[DO THIS] Which lines of the items below contain the word "sunlit"? Pick out each one and copy it.

(Point-based annotation data)
——

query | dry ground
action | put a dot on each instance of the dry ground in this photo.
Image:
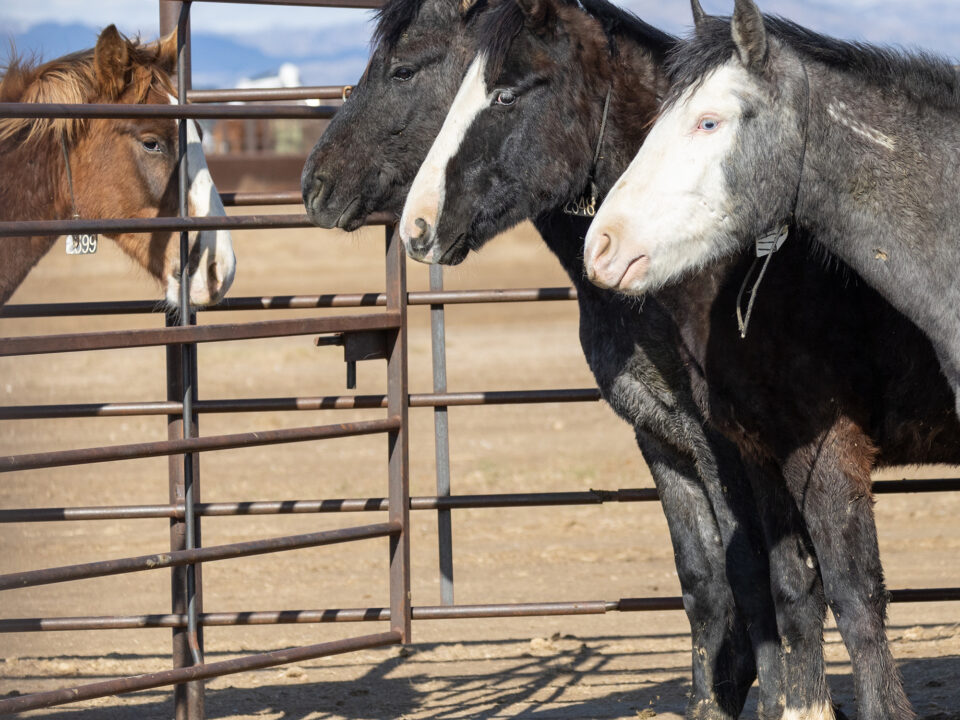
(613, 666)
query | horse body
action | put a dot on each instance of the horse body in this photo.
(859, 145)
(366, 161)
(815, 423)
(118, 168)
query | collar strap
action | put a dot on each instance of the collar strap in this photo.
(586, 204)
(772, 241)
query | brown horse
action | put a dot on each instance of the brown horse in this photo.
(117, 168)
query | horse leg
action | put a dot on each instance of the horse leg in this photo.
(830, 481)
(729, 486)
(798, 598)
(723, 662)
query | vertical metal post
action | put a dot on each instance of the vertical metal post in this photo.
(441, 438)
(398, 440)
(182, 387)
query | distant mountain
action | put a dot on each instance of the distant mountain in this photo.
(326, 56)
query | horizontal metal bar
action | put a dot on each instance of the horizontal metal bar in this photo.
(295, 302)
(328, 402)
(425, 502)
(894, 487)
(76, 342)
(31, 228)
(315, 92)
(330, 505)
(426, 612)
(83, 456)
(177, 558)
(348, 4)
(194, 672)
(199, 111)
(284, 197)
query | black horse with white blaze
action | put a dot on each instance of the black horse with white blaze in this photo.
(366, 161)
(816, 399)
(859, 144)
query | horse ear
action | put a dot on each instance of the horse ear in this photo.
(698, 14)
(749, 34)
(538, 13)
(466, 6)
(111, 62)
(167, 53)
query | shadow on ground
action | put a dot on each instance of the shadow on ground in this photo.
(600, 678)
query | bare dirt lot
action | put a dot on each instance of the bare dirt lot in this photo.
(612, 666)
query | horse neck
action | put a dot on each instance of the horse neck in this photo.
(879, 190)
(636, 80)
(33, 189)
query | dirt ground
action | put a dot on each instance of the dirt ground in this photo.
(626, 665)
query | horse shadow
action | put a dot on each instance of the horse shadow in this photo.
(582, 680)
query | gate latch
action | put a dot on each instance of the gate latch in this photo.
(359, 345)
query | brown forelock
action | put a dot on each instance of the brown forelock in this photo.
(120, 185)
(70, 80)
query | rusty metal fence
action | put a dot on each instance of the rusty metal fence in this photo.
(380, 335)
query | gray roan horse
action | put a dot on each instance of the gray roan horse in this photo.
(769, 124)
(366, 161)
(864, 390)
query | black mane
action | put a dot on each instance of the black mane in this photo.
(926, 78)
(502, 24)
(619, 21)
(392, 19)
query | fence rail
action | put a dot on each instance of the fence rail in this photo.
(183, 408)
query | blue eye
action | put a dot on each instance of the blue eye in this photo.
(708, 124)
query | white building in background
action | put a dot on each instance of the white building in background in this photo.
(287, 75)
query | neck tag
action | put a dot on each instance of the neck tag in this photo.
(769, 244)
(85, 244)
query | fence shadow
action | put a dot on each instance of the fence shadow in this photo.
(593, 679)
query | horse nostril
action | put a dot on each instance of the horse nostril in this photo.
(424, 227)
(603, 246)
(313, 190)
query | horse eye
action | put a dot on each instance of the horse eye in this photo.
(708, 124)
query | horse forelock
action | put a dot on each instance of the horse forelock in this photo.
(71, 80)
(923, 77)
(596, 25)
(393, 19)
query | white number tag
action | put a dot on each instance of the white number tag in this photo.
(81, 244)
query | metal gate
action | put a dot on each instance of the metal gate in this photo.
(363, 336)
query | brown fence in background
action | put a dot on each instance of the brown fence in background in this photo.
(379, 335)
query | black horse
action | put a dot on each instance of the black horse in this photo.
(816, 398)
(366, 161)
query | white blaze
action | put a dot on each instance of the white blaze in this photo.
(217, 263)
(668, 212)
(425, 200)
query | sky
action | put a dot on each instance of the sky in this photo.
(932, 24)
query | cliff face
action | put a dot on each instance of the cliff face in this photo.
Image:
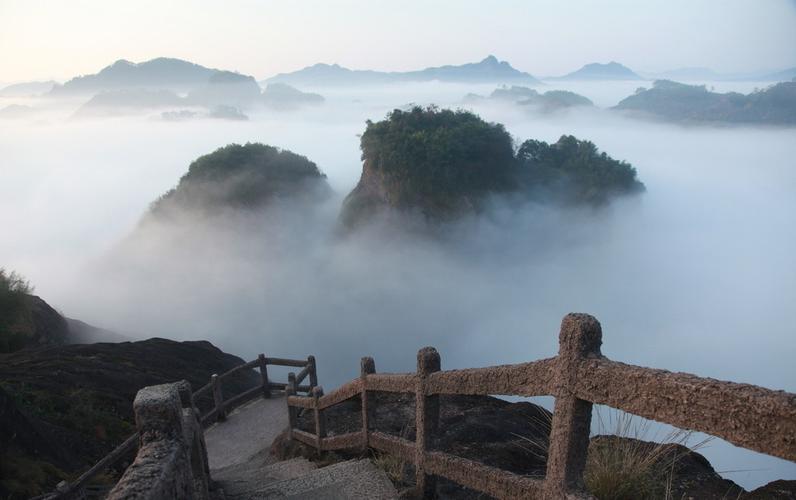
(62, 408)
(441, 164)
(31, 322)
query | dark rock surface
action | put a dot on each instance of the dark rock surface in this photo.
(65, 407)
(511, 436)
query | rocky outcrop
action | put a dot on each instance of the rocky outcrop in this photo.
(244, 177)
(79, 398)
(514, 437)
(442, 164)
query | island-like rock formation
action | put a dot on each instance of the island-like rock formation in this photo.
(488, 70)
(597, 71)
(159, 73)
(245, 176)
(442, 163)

——

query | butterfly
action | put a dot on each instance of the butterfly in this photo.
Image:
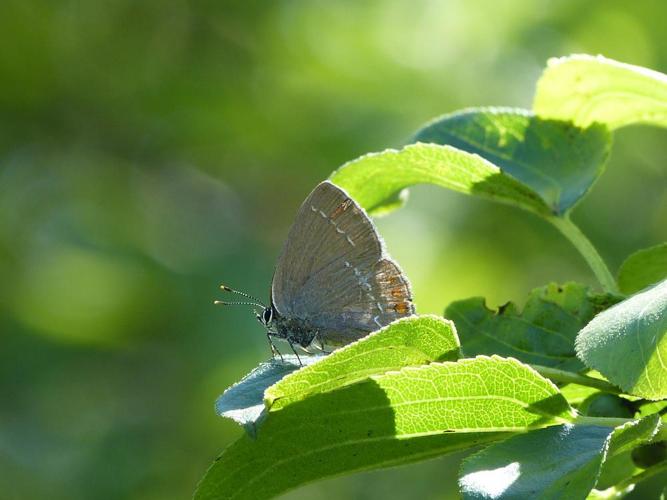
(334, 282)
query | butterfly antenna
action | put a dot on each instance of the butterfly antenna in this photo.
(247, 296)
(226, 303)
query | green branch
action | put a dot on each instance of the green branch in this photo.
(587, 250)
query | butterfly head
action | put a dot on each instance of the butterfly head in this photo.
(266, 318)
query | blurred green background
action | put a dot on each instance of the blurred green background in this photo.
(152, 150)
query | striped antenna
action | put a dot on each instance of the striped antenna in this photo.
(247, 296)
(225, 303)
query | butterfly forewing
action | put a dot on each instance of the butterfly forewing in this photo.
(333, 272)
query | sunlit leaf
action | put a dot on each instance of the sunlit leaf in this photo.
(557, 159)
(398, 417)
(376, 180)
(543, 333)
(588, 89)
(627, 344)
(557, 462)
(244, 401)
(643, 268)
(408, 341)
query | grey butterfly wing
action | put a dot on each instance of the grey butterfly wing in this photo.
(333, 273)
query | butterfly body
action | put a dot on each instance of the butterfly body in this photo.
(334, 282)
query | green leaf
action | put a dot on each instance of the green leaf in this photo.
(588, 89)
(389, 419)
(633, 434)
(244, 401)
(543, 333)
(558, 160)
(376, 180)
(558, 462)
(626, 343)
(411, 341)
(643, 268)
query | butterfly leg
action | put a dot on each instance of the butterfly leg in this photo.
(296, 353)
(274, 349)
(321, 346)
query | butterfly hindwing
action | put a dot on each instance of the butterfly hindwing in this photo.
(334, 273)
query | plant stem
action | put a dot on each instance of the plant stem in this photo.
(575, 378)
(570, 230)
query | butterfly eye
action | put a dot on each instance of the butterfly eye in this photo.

——

[THE COMPLETED TASK]
query | sunlit leaf
action | put a dot on each instance of the sunlit leaf in this photo.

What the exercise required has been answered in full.